Past time travel

Kairos

Senior Member
Messages
1,103
science is how we understand things its not how things ARE kairos for me atleast science is a man made this a human prospective you know there is always a better theory like a better model for a same phone.


That is not what science is. Science involves creating models that make falsifiable predictions that are tested. If the predictions are falsified, then you need a new model. A better theory in that sense is just a better model of whatever it is you are studying. But the model must make falsifiable claims. The woo woo ideas of multiverses and strings are not falsifiable. They cannot be verified or even tested. That's not science. It's just metaphysics, really.
 

deliriousScientist

Junior Member
Messages
31
I know what are you saying i know theory is developed so that it could be changed in upcoming time but you see not everything can be presented as theory its just how things are nature is cruel sometimes and we must accept it nature protects its secret itself and we are just a 3 dimensional brain which understand things in 2D so we just cant say that time travel is impossible science is a man made thing we give meaning to it we must change our way of thinking just as we did in the quantum mechanics which predicts the mass of the electron only 0.00008% accurate but still we gamble on it and most of the scientist are focused on quantum instead of relativity because relativity is hard to understand i am only trying to defend that time travel is possible.

● Material shown
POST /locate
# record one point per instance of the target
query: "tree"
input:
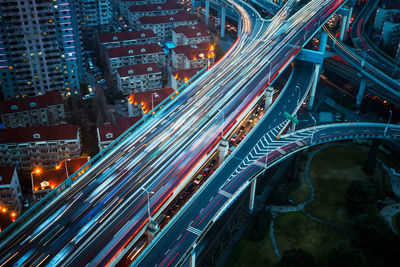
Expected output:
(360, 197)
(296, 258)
---
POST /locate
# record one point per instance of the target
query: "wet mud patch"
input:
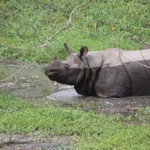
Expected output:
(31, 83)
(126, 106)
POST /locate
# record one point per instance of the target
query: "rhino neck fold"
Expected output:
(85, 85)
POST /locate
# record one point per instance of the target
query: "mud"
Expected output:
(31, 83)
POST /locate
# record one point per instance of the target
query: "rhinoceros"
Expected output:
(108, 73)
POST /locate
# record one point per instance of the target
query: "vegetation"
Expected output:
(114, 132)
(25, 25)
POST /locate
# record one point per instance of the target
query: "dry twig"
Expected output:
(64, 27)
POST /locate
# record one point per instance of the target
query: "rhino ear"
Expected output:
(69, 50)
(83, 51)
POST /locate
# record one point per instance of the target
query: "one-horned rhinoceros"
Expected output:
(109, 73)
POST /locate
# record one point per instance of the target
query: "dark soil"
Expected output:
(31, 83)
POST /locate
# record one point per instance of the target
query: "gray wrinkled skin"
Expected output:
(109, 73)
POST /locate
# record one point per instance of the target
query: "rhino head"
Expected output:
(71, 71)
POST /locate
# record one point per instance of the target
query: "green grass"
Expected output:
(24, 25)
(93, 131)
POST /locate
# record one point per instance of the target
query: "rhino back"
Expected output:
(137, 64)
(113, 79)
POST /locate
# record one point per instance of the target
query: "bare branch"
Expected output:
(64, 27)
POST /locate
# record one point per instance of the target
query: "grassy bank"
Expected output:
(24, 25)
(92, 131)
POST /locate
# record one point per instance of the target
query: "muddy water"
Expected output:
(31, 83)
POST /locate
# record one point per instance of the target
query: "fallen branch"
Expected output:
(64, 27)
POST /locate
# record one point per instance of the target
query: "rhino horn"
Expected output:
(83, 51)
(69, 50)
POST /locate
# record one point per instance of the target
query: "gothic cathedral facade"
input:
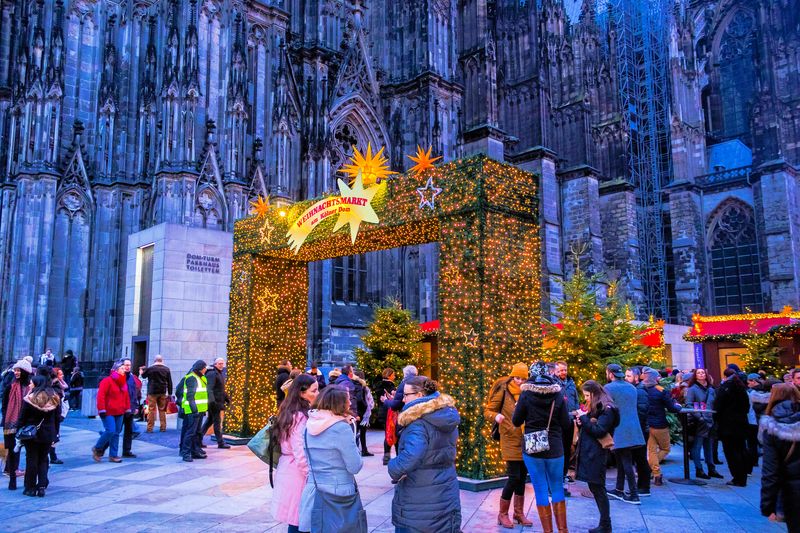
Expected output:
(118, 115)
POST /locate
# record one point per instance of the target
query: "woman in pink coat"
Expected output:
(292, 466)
---
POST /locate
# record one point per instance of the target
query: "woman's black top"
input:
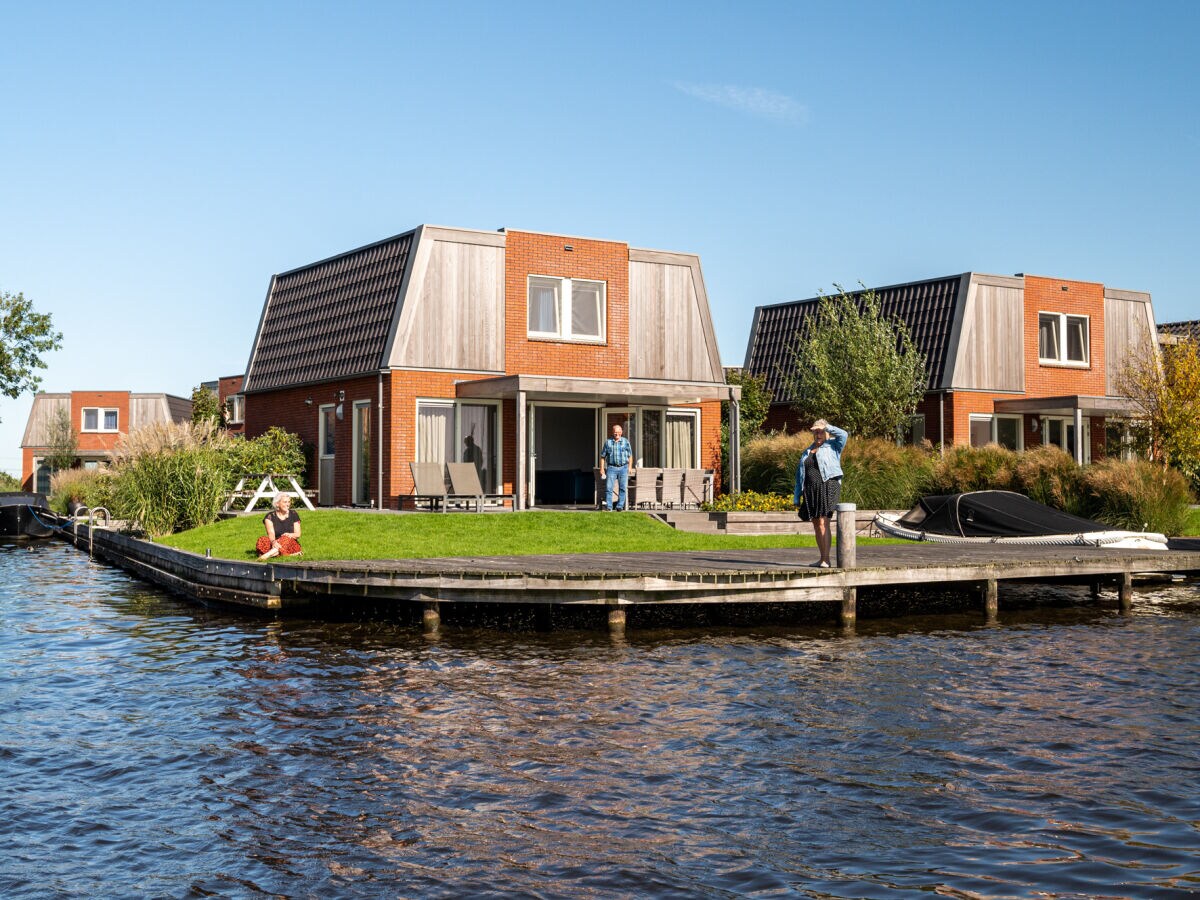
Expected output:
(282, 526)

● Problems
1. In the time travel thread, the reply that begins "That is not what science is." rejects multiverses and strings as science. Explain, in one to three sentences, the reason it gives.
2. Answer these questions from the time travel thread:
(a) How many messages are listed for Kairos?
(b) What member rank is shown for deliriousScientist?
(c) According to the reply that begins "That is not what science is.", what is needed if a model's predictions are falsified?
3. Transcribe everything in the time travel thread from "Junior Member" down to "travel is possible.".

● Responses for each task
1. Science requires models that make falsifiable predictions, which are tested. The ideas of multiverses and strings are not falsifiable and cannot be verified or even tested, so the reply calls them metaphysics rather than science.

2.
(a) 1,103
(b) Junior Member
(c) A new model

3.
Junior Member
Messages
31
I know what are you saying i know theory is developed so that it could be changed in upcoming time but you see not everything can be presented as theory its just how things are nature is cruel sometimes and we must accept it nature protects its secret itself and we are just a 3 dimensional brain which understand things in 2D so we just cant say that time travel is impossible science is a man made thing we give meaning to it we must change our way of thinking just as we did in the quantum mechanics which predicts the mass of the electron only 0.00008% accurate but still we gamble on it and most of the scientist are focused on quantum instead of relativity because relativity is hard to understand i am only trying to defend that time travel is possible.